Copy out every line exactly, passing over the pictures.

⁂

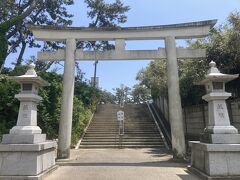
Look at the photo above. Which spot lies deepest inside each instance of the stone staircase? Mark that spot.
(140, 129)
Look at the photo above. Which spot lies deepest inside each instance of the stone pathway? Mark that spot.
(121, 164)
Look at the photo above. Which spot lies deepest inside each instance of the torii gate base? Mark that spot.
(169, 33)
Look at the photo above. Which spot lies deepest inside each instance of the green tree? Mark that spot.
(140, 94)
(107, 97)
(15, 15)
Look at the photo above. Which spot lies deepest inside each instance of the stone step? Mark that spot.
(140, 129)
(124, 139)
(121, 146)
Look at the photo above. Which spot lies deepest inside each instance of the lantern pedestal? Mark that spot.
(217, 155)
(24, 152)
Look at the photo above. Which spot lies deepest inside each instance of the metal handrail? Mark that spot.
(159, 129)
(165, 129)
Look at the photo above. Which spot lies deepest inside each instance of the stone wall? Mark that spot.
(195, 117)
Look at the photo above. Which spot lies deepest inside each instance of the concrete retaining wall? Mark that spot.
(196, 117)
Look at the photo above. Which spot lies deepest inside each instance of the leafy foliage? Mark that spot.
(50, 107)
(14, 17)
(222, 46)
(140, 94)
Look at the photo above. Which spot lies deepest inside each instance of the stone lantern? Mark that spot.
(26, 131)
(217, 155)
(218, 128)
(24, 152)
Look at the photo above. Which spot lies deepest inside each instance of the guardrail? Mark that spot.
(163, 130)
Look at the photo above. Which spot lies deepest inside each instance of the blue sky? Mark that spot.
(143, 13)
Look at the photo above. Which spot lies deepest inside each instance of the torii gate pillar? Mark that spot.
(174, 100)
(163, 32)
(65, 124)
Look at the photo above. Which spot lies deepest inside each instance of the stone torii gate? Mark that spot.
(168, 33)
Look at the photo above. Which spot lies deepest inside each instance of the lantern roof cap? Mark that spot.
(30, 77)
(214, 75)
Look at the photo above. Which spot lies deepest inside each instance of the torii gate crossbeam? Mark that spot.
(169, 33)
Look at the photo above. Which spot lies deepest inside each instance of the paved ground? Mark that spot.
(121, 164)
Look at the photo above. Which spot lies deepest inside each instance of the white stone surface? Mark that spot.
(22, 160)
(180, 31)
(121, 55)
(65, 124)
(23, 138)
(175, 107)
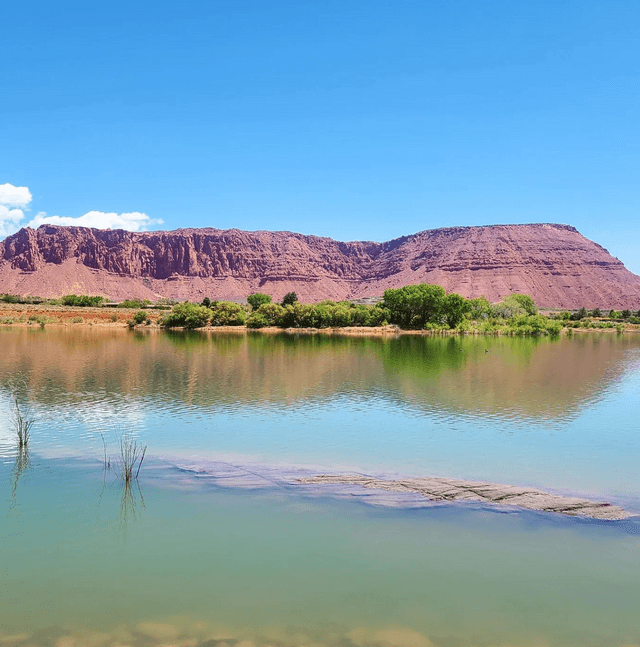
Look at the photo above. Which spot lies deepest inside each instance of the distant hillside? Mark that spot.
(554, 263)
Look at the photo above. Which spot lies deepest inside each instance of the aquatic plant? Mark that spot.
(23, 420)
(131, 455)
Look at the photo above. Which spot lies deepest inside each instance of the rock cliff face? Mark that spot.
(553, 263)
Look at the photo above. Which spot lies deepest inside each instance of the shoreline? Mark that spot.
(30, 316)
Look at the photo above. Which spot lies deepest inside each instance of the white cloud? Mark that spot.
(134, 221)
(14, 196)
(14, 201)
(9, 219)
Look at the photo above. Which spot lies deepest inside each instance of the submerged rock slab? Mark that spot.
(444, 489)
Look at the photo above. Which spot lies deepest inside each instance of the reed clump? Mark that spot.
(23, 420)
(132, 455)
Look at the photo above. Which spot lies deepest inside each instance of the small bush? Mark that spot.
(134, 303)
(257, 299)
(257, 320)
(226, 313)
(187, 315)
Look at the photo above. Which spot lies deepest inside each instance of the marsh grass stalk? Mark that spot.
(131, 457)
(22, 421)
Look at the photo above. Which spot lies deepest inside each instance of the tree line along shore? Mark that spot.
(422, 307)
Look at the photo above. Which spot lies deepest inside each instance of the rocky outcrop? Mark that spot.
(553, 263)
(444, 489)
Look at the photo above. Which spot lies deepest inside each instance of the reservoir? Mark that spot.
(216, 543)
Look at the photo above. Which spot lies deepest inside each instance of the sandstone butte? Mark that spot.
(553, 263)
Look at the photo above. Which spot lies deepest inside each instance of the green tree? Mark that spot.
(227, 313)
(257, 299)
(273, 313)
(187, 315)
(413, 306)
(289, 299)
(454, 309)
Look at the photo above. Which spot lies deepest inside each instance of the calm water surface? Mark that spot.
(187, 558)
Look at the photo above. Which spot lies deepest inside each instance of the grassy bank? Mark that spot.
(414, 310)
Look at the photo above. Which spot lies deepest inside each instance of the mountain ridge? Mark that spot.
(553, 262)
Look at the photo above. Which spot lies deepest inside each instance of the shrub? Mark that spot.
(226, 313)
(257, 299)
(289, 299)
(257, 320)
(134, 303)
(273, 313)
(82, 300)
(187, 315)
(579, 314)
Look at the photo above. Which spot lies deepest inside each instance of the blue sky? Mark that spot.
(350, 119)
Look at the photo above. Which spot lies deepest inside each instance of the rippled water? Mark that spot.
(183, 558)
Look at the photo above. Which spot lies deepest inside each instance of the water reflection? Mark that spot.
(131, 502)
(538, 378)
(21, 465)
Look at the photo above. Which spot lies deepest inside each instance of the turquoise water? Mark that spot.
(186, 558)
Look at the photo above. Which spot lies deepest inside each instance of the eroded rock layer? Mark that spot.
(554, 263)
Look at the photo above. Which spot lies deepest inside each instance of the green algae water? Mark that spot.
(213, 546)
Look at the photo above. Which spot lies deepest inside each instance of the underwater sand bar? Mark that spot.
(444, 489)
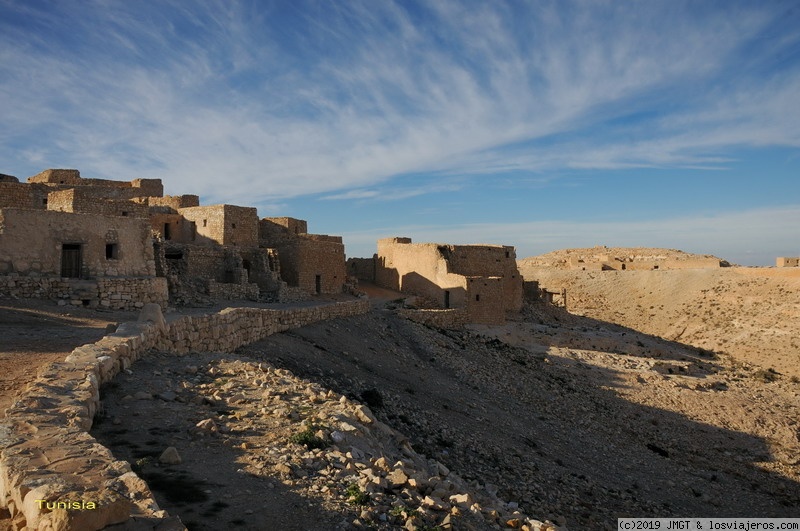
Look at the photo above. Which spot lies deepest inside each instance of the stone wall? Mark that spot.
(32, 242)
(362, 268)
(486, 300)
(46, 452)
(224, 224)
(21, 195)
(103, 187)
(481, 278)
(125, 293)
(174, 202)
(312, 262)
(454, 318)
(77, 200)
(233, 292)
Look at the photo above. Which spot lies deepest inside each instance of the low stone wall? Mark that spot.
(453, 318)
(233, 292)
(116, 293)
(54, 475)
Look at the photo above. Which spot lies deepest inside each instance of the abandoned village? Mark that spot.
(122, 244)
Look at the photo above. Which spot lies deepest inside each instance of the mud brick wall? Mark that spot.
(225, 224)
(113, 293)
(31, 243)
(455, 318)
(21, 195)
(486, 302)
(174, 202)
(362, 268)
(46, 451)
(77, 200)
(233, 292)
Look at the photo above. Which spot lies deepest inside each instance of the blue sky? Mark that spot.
(541, 124)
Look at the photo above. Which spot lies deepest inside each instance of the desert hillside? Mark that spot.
(559, 259)
(751, 313)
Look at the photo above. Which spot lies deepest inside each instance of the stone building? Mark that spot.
(62, 243)
(483, 279)
(314, 263)
(61, 236)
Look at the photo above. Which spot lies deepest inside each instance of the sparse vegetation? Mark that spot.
(309, 438)
(356, 496)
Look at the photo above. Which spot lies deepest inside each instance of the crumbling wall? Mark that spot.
(486, 300)
(314, 263)
(124, 293)
(362, 268)
(450, 319)
(46, 451)
(31, 243)
(76, 200)
(787, 261)
(481, 278)
(99, 188)
(21, 195)
(225, 224)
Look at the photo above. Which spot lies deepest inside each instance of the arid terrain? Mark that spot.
(661, 393)
(753, 314)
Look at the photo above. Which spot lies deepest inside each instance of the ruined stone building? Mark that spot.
(784, 261)
(314, 263)
(482, 279)
(117, 244)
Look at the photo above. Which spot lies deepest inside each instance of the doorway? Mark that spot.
(71, 260)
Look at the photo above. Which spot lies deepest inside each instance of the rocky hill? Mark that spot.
(752, 314)
(560, 259)
(554, 416)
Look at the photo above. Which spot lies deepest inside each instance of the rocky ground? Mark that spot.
(753, 314)
(560, 417)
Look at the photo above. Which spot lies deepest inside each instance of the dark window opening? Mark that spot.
(71, 262)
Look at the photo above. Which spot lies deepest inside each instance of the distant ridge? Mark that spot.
(560, 259)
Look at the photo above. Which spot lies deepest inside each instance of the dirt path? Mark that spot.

⁂

**Written response**
Look at the photo above. Which spot lies deepest inside each instance of the stone staircase? Mark that spot.
(140, 129)
Look at the photo above. Which spot lies deepest inside each instance of the stone pathway? Mark that spot.
(121, 164)
Look at the photo above. Which spot lies deepest inside each instance of the torii gate base? Mark that spot.
(169, 33)
Look at the photo above. Which spot lies deepest inside each instance of the green tree? Mark that spot.
(140, 94)
(107, 97)
(15, 15)
Look at the photo above. Which spot lies deepest inside each instance of the stone step? Mark that spot.
(140, 129)
(124, 139)
(121, 146)
Look at the photo above. Which spot lies deepest inside each instance of the lantern pedestal? Mark that spot.
(217, 155)
(24, 152)
Look at the photo above. Which spot lies deepest inside each instance of the metal handrail? Mark that spot.
(159, 129)
(165, 129)
Look at the photo above. Which spot lies deepest inside each instance of the stone wall? Mark that spot.
(195, 117)
Look at the photo above. Which spot lies deepest inside each instance of the concrete retaining wall? Mark that spot.
(196, 117)
Look at the photo above. Which spot lies deepest inside each instance of the leafy foliage? Mark that spot.
(50, 107)
(14, 17)
(222, 46)
(140, 94)
Look at the photo above. Which spot lies deepest inside each instance of the stone lantern? Mark that spot.
(26, 131)
(217, 155)
(218, 128)
(24, 152)
Look at the photo above. Which spot lies deepest inside each instance of the guardrail? Mark that spot.
(163, 130)
Look at the photo above. Which spot lies deepest inside each instance of the blue sky? Mark that spot.
(143, 13)
Look at the photo above. Which spot lies deepest inside each instance of the torii gate pillar? Mark that spot.
(174, 100)
(163, 32)
(65, 124)
Look at the photo above. Which spot lies deepest inside each instance of the stone torii gate? Mark that spot.
(168, 33)
Look at the photo above. Which spot lies deepest inside each instance of the lantern roof cap? Mark that spot.
(30, 77)
(214, 75)
Look at the photo above. Which spot lies deepest inside each instance of the torii gate crossbeam? Mark that spot.
(169, 33)
Look at the photo above. Which spot lies deepest inside each instance of the paved ground? Mark that spot.
(121, 164)
Look at the photo above. Which spot lies deepest inside each instance of the white stone surface? Mark that spot.
(22, 160)
(180, 31)
(121, 55)
(65, 124)
(23, 138)
(175, 107)
Look at the photo above. Which spot lies deepest inside each instance of the distant hillside? Mark that spot.
(554, 263)
Look at the photo above. Which spot lies deepest inside each instance of the aquatic plant? Mark that spot.
(23, 420)
(131, 455)
Look at the photo above. Which spot lies deepest inside each instance of the rock cliff face? Mark that spot.
(553, 263)
Look at the photo above. Which spot lies deepest inside each instance of the shoreline? Mark that spot.
(30, 316)
Look at the photo above. Which spot lies deepest inside each instance of the white cloud? Mark that spot.
(134, 221)
(14, 196)
(14, 201)
(9, 219)
Look at the photo above. Which spot lies deepest inside each instance of the submerged rock slab? Mark that spot.
(444, 489)
Look at the photo above. Which spot lies deepest inside each instance of the reed clump? Mark that spot.
(23, 420)
(132, 455)
Look at the photo above. Which spot lies deepest inside each instance of the small bush? Mark that spot.
(134, 303)
(257, 299)
(257, 320)
(226, 313)
(187, 315)
Look at the photo above. Which spot lies deepest inside each instance of the marsh grass stalk? Mark that spot.
(131, 457)
(22, 421)
Look at the photo above. Which spot lies deepest inside each instance of the tree line along shore? Mark that spot.
(422, 307)
Look at the photo above. Which spot lies deepest inside each instance of the rocky outcrop? Mark that spot.
(553, 263)
(444, 489)
Look at the photo above. Which spot lies deepest inside each instance of the reservoir? Mark that spot.
(216, 543)
Look at the photo above. Which spot lies deepest inside each instance of the sandstone butte? Mark that spot.
(553, 263)
Look at the photo above. Which spot lies deepest inside each instance of the green tree? Mark that spot.
(227, 313)
(257, 299)
(273, 313)
(187, 315)
(413, 306)
(289, 299)
(454, 309)
Look at the photo above. Which spot lies deepest inside each instance of the calm water surface? Mark that spot.
(187, 558)
Look at the photo above. Which spot lies deepest inside each instance of the grassy bank? Mark that spot.
(414, 310)
Look at the photo above. Which spot lies deepest inside each instance of the mountain ridge? Mark that spot.
(553, 262)
Look at the photo above. Which spot lies deepest inside each instance of the shrub? Mark that spot.
(226, 313)
(257, 299)
(289, 299)
(257, 320)
(134, 303)
(273, 313)
(82, 300)
(187, 315)
(579, 314)
Look at the photo above. Which spot lies deepest inside each instance of the blue sky? Mark that spot.
(350, 119)
Look at the photo above. Which spot lies deepest inside each instance of the rippled water? Mark that spot.
(183, 558)
Look at the photo above. Which spot lies deepest inside each instance of the water reflection? Mark that spot.
(131, 502)
(538, 378)
(21, 465)
Look at the photo above. Which spot lies deepest inside each instance of the turquoise water? Mark that spot.
(186, 558)
Look at the photo above. Which spot lies deepest inside each instance of the eroded rock layer? Mark that spot.
(554, 263)
Look at the photo above. Which spot lies deepest inside each instance of the green algae water? Mark that spot.
(213, 546)
Look at the photo above. Which spot lies deepest inside each instance of the underwater sand bar? Mark that spot.
(444, 489)
Look at the photo above. Which spot lies deepest inside each instance of the stone wall? Mark that spot.
(32, 242)
(362, 268)
(486, 300)
(46, 452)
(224, 224)
(21, 195)
(103, 187)
(481, 278)
(125, 293)
(174, 202)
(312, 262)
(454, 318)
(77, 200)
(233, 292)
Look at the photo above. Which spot lies deepest inside each instance of the low stone wall? Mark that spot.
(453, 318)
(233, 292)
(116, 293)
(54, 475)
Look at the photo above. Which spot lies deepest inside each instance of the abandoned village? Mark that spot.
(122, 244)
Look at the photo above. Which spot lies deepest inside each instance of the mud brick wall? Mark that spot.
(225, 224)
(113, 293)
(31, 243)
(455, 318)
(21, 195)
(486, 302)
(174, 202)
(362, 268)
(46, 451)
(77, 200)
(233, 292)
Look at the photo above. Which spot lies deepest inside each instance of the blue sky? Mark that spot.
(541, 124)
Look at the photo above. Which spot lies deepest inside each instance of the desert hillside? Mark that spot.
(559, 259)
(751, 313)
Look at the photo above. Which spot lies deepest inside each instance of the stone building? Mark that spot.
(62, 243)
(483, 279)
(314, 263)
(61, 236)
Look at the photo above. Which spot lies deepest inside each instance of the sparse vegetation? Mark that spot.
(309, 438)
(356, 496)
Look at the photo above. Which spot lies deepest inside each instance of the crumbling wall? Mark that spot.
(486, 300)
(314, 263)
(124, 293)
(362, 268)
(450, 319)
(46, 451)
(31, 243)
(76, 200)
(787, 261)
(481, 278)
(99, 188)
(21, 195)
(225, 224)
Look at the photo above. Which spot lies deepest inside each instance of the arid terrain? Mark that spot.
(661, 393)
(753, 314)
Look at the photo above. Which spot lies deepest inside each instance of the ruined stone building? Mark that spot.
(784, 261)
(314, 263)
(482, 279)
(117, 244)
Look at the photo above. Which spot lies deepest inside each instance of the doorway? Mark that spot.
(71, 260)
Look at the photo above. Which spot lies deepest inside each instance of the rocky hill? Mark that spot.
(752, 314)
(560, 259)
(554, 416)
Look at the photo above. Which spot lies deepest inside each instance of the rocky ground? Mark that spot.
(753, 314)
(560, 417)
Look at the photo above. Which spot lies deepest inside each instance of the dark window opening? Mark that spot.
(71, 262)
Look at the photo above. Which spot lies deepest inside each instance of the distant ridge? Mark that spot.
(560, 259)
Look at the photo above. Which spot lies deepest inside each instance of the dirt path? Mark that spot.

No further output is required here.